▶ [Page excerpt]
= = = =

概述

gemini-mcp

MCP server for Google Gemini image generation and editing — natural-language image creation via the Gemini API (Nano Banana / Nano Banana Pro models).

npm: npmjs.com/package/@chrischall/gemini-mcp
Source: github.com/chrischall/gemini-mcp

Setup

Option A — npx (recommended)

Add to .mcp.json in your project or ~/.claude/mcp.json:

{
  "mcpServers": {
    "gemini": {
      "command": "npx",
      "args": ["-y", "@chrischall/gemini-mcp"],
      "env": {
        "GEMINI_API_KEY": "your-api-key-here"
      }
    }
  }
}

Option B — from source

git clone https://github.com/chrischall/gemini-mcp
cd gemini-mcp
npm install && npm run build

Then add to .mcp.json:

{
  "mcpServers": {
    "gemini": {
      "command": "node",
      "args": ["/path/to/gemini-mcp/dist/index.js"],
      "env": {
        "GEMINI_API_KEY": "your-api-key-here"
      }
    }
  }
}

Or use a .env file in the project directory with GEMINI_API_KEY=.

Getting your API key

Go to aistudio.google.com/apikey
Create an API key (requires a Google account)
Copy the key and set it as GEMINI_API_KEY

Note: Image generation requires a billing-enabled Google Cloud project.

Environment Variables

Variable	Required	Description
---	---	---
`GEMINI_API_KEY`	Yes	Your Google Gemini API key
`GEMINI_IMAGE_MODEL`	No	Override the default image model (default: `gemini-3-pro-image`)
`GEMINI_OUTPUT_DIR`	No	Default directory for saved images (default: current working directory)
`GEMINI_INPUT_DIR`	No	Directory to resolve bare input-image filenames against (e.g. point at Cowork's `uploads/` folder so `images: ["house.jpg"]` works)

Tools

Models

Tool	Description
------	-------------
`gemini_list_models`	List available Gemini image models and the current default

Image Generation

Tool	Description
------	-------------
`gemini_generate_image(prompt, count?, images?, images_base64?, video_url?, video_path?, google_search?, seed?, filename?, model?, aspect_ratio?, image_size?, thinking_level?, output_dir?, inline?)`	Generate image(s) from a text prompt (optionally image-conditioned via `images`/`images_base64`, or video-conditioned via `video_url`/`video_path`)

= = = =

▶ [Entries provided]
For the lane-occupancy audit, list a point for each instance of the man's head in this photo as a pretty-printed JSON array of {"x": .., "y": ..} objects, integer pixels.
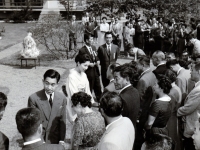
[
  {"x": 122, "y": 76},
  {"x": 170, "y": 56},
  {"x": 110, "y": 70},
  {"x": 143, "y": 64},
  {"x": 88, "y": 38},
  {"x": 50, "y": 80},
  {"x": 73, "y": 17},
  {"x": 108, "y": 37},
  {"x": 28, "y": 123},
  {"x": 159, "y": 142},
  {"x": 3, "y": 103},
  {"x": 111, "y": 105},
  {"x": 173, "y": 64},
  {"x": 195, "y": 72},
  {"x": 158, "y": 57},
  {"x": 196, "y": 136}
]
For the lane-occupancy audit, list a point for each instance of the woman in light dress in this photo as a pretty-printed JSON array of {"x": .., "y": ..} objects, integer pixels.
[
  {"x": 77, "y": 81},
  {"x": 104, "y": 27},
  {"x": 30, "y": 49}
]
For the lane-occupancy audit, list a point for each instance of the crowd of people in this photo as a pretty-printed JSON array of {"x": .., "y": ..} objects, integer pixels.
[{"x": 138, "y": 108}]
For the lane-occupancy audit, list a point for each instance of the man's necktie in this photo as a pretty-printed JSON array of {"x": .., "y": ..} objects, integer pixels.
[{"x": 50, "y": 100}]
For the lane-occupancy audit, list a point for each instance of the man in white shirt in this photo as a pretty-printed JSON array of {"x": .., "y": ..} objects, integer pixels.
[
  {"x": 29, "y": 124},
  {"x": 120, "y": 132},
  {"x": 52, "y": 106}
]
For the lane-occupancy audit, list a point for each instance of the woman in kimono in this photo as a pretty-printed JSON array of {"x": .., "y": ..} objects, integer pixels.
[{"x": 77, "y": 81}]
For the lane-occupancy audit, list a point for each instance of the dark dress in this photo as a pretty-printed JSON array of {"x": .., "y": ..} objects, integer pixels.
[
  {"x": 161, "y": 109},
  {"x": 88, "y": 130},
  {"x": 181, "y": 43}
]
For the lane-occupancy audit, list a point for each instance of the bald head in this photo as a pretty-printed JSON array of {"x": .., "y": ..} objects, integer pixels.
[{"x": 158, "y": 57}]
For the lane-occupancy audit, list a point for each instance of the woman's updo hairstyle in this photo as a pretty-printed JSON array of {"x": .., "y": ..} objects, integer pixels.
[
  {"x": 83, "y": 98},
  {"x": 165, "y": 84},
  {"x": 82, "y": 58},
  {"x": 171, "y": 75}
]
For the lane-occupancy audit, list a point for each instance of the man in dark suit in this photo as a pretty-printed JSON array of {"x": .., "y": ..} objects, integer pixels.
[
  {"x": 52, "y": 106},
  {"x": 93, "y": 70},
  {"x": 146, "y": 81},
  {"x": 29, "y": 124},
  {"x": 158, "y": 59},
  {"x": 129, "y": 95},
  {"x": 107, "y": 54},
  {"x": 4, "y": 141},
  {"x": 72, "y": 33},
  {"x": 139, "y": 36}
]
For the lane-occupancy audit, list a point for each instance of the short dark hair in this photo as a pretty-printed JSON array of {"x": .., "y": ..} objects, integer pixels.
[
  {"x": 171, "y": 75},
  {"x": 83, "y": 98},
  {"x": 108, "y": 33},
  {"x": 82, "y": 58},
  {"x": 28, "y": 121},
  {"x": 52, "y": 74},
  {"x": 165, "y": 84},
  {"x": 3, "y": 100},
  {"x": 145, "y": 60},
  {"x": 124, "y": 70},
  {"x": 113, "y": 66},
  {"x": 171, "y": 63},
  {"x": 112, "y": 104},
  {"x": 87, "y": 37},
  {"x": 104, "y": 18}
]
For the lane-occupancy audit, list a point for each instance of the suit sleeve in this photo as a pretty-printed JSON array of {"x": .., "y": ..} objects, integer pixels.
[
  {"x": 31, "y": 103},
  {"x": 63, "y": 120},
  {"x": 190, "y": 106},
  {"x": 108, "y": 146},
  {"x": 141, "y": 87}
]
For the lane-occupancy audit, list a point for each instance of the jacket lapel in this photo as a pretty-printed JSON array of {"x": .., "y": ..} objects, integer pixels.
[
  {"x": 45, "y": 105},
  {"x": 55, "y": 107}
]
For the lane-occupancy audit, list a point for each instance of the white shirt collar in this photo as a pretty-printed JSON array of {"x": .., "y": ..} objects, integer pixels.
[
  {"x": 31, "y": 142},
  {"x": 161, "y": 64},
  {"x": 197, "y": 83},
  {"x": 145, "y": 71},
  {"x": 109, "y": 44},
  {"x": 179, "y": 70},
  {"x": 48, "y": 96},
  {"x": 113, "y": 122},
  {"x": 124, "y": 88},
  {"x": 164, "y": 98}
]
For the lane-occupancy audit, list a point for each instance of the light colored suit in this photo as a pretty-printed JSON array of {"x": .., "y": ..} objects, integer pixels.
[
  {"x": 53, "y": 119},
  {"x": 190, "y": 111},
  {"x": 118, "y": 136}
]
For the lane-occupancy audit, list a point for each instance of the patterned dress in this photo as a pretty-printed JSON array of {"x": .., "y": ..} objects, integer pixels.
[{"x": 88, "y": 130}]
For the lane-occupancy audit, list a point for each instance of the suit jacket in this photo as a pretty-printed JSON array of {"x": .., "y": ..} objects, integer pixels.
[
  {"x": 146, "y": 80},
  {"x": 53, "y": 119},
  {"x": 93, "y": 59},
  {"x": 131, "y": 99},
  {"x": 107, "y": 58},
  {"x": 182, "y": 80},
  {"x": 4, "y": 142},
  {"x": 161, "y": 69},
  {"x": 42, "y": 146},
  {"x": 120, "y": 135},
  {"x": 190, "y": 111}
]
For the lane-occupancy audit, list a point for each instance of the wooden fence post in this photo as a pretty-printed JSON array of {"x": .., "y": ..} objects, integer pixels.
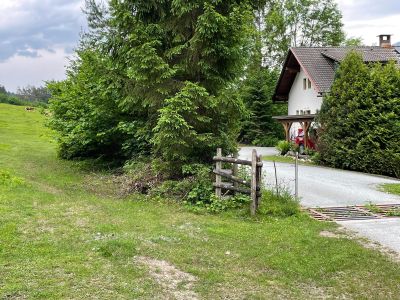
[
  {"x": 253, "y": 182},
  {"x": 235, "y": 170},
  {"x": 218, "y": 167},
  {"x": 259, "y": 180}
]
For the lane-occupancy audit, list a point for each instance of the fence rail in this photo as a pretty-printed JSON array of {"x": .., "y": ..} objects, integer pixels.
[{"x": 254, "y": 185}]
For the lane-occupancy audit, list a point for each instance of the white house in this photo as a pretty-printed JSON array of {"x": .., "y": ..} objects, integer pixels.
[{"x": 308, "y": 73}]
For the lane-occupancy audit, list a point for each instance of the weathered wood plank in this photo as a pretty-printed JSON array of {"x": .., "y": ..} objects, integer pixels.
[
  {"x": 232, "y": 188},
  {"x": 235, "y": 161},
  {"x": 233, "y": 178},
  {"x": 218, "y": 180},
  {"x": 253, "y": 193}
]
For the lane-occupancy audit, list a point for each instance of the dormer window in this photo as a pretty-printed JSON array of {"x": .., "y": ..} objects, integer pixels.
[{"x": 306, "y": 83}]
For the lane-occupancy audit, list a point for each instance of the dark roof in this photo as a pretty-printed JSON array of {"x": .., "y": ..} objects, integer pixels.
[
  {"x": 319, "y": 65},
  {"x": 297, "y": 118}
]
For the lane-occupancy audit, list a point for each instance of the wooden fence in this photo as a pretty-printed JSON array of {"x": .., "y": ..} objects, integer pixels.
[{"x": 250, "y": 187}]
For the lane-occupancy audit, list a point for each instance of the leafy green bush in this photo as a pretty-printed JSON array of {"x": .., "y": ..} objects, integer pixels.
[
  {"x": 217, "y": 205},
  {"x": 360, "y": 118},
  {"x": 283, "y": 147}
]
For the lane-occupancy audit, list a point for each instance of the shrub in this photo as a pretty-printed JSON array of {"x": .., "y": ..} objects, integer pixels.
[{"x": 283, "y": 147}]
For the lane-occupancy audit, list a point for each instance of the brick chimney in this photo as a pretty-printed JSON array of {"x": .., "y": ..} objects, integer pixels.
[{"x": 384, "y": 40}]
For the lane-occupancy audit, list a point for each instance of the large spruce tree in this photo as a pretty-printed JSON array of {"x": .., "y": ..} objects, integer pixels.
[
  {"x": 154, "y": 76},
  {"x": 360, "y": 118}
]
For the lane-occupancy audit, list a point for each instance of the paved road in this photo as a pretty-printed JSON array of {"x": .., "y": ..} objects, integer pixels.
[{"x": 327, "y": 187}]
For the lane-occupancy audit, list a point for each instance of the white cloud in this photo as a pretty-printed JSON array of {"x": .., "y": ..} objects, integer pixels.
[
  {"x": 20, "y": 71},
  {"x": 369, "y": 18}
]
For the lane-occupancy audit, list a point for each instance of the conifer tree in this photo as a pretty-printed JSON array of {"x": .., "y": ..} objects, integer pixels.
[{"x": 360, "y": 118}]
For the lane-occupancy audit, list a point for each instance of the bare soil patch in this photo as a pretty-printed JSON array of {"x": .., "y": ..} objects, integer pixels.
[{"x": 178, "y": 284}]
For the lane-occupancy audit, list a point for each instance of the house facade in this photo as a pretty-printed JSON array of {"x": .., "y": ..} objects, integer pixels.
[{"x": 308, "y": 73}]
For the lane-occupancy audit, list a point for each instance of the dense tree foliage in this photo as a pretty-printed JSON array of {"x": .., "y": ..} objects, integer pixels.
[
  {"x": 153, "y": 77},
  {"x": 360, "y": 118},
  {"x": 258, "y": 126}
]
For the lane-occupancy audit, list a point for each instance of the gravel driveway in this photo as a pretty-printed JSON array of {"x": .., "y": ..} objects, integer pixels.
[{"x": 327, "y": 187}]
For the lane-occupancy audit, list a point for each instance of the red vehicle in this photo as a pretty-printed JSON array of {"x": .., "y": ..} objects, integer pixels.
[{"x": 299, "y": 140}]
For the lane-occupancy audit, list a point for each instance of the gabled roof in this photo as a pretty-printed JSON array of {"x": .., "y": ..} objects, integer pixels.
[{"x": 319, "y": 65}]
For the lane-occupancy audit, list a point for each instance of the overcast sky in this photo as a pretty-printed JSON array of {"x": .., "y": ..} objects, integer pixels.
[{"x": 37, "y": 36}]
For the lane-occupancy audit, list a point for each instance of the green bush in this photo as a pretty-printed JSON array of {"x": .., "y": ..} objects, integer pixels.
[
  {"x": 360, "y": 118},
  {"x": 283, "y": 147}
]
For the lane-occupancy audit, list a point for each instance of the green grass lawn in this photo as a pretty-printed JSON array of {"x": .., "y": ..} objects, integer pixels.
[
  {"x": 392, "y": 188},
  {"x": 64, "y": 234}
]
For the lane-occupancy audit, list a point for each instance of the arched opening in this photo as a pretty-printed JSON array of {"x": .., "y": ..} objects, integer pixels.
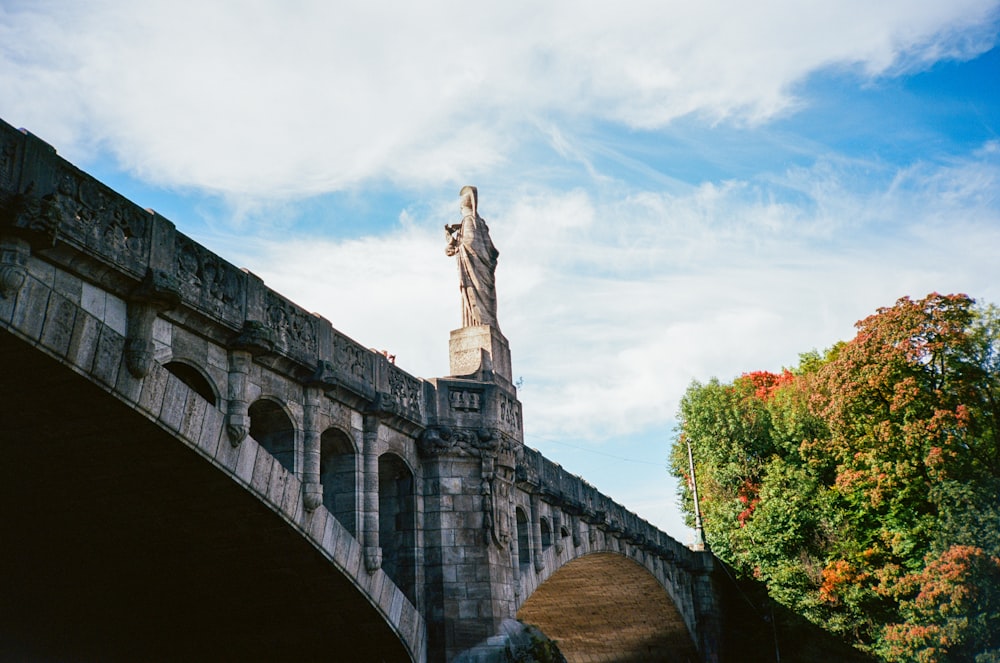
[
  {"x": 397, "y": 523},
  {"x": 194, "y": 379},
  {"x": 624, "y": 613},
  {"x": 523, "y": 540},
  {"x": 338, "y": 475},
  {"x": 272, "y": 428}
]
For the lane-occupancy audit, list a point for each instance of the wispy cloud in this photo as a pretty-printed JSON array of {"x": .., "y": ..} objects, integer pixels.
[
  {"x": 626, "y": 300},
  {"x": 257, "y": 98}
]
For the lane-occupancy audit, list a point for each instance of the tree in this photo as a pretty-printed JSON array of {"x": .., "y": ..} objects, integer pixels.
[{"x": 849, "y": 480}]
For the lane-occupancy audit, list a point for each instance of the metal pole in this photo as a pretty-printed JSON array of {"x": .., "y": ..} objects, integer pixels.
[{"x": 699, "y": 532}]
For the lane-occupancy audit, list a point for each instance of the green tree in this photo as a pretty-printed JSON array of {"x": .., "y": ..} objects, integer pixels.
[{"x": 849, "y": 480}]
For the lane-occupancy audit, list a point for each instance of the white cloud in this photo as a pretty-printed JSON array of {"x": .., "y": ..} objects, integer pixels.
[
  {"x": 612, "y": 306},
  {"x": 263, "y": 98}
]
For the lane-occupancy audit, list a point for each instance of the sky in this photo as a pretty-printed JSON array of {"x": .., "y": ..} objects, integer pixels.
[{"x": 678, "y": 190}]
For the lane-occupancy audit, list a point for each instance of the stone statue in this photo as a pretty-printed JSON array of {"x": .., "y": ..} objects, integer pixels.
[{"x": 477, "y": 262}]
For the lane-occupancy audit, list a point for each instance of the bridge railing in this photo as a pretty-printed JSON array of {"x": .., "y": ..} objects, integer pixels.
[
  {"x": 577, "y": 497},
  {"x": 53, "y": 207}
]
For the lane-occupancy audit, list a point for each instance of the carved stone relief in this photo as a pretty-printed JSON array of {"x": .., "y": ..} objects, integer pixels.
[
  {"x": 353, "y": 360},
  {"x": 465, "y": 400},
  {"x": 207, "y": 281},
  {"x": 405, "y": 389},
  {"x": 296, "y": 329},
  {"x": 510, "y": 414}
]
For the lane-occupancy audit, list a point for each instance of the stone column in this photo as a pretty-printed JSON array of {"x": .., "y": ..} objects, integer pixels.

= = = =

▶ [What to produce] Write the next part of the gemini-mcp page, starting right after its last line. The lines above stand apart from the gemini-mcp page and are separate material.

▶ [Your response]
`gemini_edit_image(prompt, images?, images_base64?, google_search?, seed?, filename?, model?, aspect_ratio?, image_size?, thinking_level?, output_dir?, inline?)`	Edit or compose input image(s) — by path (`images`) or value (`images_base64`: data URI or raw base64) — with a text instruction. Requires ≥1 input
`gemini_generate_set(master_prompt, scenes? \	count?, reference_mode?, master_images?, master_images_base64?, google_search?, seed?, basename?, model?, thinking_level?, ...)`	Master image (optionally seeded from a reference photo) plus N consistent images referencing it

Multi-turn (Interactions API — Beta)

Tool	Description
------	-------------
`gemini_interact(input, previous_interaction_id?, images?, images_base64?, video_url?, video_path?, google_search?, model?, aspect_ratio?, image_size?, thinking_level?, filename?, output_dir?, inline?)`	Generate/edit via Gemini's Interactions API. Returns an `interaction_id`; pass it back as `previous_interaction_id` to iteratively refine the same image conversationally — the recommended way to make incremental edits. Output is JPEG. (Beta API.)

Workflows

Generate a single image:

gemini_generate_image(prompt: "a red maple leaf on white background, studio photo")
→ returns path to saved PNG

Generate multiple variations:

gemini_generate_image(prompt: "a cartoon fox", count: 4, output_dir: "/tmp/foxes")
→ returns paths to 4 PNG files

Edit an existing image:

gemini_edit_image(prompt: "make the background blue", images: ["/path/to/image.png"])
→ returns path to edited PNG

Generate a consistent set (master + scenes):

gemini_generate_set(
  master_prompt: "a cartoon fox named Rusty, orange fur, blue scarf",
  scenes: ["Rusty waving hello", "Rusty eating an apple", "Rusty sleeping"]
)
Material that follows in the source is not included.